START Provided records

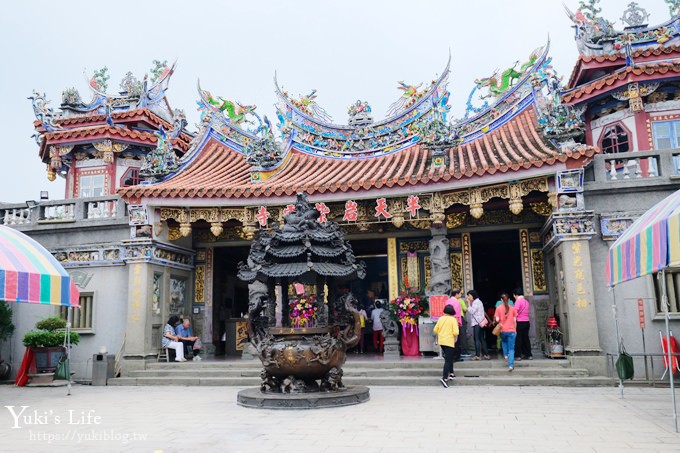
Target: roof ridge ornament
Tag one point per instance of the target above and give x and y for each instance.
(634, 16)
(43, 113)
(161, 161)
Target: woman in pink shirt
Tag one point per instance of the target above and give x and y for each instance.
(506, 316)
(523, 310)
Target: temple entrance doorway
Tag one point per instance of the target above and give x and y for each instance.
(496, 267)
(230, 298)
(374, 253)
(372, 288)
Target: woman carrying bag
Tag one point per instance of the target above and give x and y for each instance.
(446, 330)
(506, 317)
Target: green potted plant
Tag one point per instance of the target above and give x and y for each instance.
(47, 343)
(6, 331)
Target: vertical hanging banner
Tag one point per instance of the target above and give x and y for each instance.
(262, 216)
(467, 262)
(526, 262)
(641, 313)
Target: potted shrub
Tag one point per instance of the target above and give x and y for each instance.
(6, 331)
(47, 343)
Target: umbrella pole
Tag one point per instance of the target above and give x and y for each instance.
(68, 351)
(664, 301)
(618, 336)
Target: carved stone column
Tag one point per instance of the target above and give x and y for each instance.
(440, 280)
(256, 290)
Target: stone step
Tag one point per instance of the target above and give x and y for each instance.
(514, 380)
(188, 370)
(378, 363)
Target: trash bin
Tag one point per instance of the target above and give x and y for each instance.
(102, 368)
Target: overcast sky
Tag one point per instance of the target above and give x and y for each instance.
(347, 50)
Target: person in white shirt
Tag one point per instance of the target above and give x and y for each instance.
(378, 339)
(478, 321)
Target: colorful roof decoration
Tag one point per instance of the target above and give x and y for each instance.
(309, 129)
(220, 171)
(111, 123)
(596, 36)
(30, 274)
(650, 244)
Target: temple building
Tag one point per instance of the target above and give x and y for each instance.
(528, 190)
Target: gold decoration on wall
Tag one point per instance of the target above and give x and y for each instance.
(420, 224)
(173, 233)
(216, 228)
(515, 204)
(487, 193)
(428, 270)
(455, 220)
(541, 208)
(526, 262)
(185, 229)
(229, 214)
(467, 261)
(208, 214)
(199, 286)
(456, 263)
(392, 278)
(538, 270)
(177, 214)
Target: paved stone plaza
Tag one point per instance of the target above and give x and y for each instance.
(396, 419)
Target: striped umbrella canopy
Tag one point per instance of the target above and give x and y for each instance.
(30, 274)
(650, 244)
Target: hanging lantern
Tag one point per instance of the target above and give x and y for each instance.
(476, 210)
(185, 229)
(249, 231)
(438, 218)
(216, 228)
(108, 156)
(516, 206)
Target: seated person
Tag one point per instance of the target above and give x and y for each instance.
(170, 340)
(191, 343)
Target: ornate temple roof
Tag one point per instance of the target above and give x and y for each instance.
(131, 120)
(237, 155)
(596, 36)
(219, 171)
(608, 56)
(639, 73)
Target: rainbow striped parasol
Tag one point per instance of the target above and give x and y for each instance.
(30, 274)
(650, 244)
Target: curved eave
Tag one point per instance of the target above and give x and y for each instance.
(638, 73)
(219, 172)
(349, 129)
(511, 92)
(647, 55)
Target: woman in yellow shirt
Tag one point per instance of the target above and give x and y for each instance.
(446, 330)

END Provided records
START Provided records

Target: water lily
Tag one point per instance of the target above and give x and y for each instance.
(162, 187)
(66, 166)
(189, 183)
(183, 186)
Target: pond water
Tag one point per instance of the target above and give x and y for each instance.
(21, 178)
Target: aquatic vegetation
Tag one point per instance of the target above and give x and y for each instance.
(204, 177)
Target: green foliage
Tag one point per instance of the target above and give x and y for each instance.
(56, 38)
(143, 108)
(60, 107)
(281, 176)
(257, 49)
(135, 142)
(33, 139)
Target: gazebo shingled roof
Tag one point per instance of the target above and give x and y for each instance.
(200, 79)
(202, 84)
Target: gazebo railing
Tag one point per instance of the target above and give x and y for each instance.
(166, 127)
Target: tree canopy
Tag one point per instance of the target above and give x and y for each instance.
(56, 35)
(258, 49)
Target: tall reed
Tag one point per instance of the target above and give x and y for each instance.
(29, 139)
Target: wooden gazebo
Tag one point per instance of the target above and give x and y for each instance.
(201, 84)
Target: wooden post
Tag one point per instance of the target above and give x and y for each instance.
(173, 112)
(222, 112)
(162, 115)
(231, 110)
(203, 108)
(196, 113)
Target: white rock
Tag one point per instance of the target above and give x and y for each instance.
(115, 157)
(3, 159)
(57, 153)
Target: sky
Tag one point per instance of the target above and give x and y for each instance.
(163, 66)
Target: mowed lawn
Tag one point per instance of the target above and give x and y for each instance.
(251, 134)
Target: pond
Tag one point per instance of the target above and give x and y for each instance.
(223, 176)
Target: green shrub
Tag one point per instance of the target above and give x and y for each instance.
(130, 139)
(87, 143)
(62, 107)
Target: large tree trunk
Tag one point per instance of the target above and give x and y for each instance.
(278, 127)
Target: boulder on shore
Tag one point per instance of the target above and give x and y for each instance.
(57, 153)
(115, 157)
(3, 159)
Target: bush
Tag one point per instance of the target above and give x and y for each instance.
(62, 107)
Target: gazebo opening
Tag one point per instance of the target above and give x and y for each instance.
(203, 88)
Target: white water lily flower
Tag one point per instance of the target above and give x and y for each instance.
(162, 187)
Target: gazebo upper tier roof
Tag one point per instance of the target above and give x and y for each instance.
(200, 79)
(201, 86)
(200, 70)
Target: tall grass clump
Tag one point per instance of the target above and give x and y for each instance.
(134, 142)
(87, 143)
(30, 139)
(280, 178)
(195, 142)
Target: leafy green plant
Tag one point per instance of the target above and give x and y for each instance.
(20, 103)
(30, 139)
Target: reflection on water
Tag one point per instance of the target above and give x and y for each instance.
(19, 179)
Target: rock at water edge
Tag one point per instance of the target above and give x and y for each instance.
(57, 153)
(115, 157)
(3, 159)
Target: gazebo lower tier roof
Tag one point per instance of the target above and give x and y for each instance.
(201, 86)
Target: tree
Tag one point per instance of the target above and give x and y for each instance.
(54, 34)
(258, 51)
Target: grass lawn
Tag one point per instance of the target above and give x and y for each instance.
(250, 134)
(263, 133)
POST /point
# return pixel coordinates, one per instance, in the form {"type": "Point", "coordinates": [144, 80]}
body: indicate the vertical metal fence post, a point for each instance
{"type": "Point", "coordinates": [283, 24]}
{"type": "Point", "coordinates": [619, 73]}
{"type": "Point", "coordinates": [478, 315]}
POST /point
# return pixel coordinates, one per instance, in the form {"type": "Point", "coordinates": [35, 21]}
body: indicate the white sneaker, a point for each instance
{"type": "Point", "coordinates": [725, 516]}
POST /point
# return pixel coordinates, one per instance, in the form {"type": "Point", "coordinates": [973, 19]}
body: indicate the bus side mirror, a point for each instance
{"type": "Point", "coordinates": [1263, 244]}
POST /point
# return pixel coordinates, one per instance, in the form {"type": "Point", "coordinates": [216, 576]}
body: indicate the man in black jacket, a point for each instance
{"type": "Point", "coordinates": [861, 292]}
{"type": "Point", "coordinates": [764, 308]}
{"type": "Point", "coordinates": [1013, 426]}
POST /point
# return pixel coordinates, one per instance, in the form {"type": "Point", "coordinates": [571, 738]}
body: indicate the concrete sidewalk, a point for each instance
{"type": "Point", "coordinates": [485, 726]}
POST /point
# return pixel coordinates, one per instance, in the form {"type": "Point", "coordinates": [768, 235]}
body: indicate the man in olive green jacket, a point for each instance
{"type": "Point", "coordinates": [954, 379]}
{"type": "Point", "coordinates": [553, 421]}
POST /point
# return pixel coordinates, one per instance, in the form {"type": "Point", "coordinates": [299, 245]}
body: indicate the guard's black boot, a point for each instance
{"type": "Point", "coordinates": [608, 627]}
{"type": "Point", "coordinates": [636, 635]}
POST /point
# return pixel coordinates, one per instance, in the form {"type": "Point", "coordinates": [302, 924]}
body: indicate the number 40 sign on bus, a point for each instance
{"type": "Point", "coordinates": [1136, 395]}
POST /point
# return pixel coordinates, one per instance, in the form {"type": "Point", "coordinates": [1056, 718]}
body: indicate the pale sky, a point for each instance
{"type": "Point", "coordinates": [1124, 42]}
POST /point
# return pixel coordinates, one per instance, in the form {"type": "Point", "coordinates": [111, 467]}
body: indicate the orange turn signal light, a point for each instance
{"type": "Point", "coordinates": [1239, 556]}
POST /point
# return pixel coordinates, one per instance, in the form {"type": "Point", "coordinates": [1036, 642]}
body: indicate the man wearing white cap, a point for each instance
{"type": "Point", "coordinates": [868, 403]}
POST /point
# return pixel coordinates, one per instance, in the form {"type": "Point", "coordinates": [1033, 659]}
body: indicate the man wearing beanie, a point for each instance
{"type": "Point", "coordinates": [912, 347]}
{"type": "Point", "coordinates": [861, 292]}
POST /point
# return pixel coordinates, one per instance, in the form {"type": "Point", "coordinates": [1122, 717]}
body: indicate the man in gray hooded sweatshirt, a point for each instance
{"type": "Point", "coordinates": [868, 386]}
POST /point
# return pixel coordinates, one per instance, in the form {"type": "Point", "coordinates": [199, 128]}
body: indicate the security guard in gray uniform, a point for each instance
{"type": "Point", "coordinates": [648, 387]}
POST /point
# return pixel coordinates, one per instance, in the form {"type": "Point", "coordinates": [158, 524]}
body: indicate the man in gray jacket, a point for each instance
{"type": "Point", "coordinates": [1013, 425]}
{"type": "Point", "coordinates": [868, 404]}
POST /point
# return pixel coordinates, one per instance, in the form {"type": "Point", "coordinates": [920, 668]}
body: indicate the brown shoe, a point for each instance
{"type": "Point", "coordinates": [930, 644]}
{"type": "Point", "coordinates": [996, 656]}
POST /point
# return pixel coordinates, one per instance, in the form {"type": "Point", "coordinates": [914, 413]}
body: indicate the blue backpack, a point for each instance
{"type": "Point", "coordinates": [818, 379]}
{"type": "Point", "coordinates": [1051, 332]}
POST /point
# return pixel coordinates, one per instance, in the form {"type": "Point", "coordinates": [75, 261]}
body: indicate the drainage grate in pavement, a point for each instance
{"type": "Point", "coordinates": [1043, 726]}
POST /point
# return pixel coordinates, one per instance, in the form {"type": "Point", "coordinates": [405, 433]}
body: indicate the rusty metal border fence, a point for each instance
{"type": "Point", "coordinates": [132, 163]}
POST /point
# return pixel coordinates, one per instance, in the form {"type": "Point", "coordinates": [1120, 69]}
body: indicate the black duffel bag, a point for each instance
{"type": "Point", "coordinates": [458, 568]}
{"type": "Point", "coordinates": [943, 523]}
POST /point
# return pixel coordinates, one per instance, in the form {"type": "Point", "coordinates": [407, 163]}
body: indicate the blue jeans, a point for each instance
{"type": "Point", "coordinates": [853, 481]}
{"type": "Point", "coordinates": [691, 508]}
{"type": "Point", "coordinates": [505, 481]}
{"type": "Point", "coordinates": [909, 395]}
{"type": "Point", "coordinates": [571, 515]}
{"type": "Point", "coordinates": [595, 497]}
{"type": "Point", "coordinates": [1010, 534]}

END Provided records

What is needed:
Please reproduce the lines from the line with "Target: roof ridge ornament" to the line with "Target: woman carrying bag", both ends included, exactly as they appear above.

Exercise output:
Target: roof ridge ornament
Tag one point per instance of the target above and give x and y for each instance.
(634, 16)
(43, 113)
(161, 161)
Target: woman in pink shirt
Tag one point per instance of the target above and give x and y for each instance.
(506, 316)
(523, 310)
Target: temple entrance doorway
Tag one point per instance of the target above and give x and y for each instance.
(496, 267)
(230, 298)
(374, 253)
(372, 288)
Target: woman carrying bag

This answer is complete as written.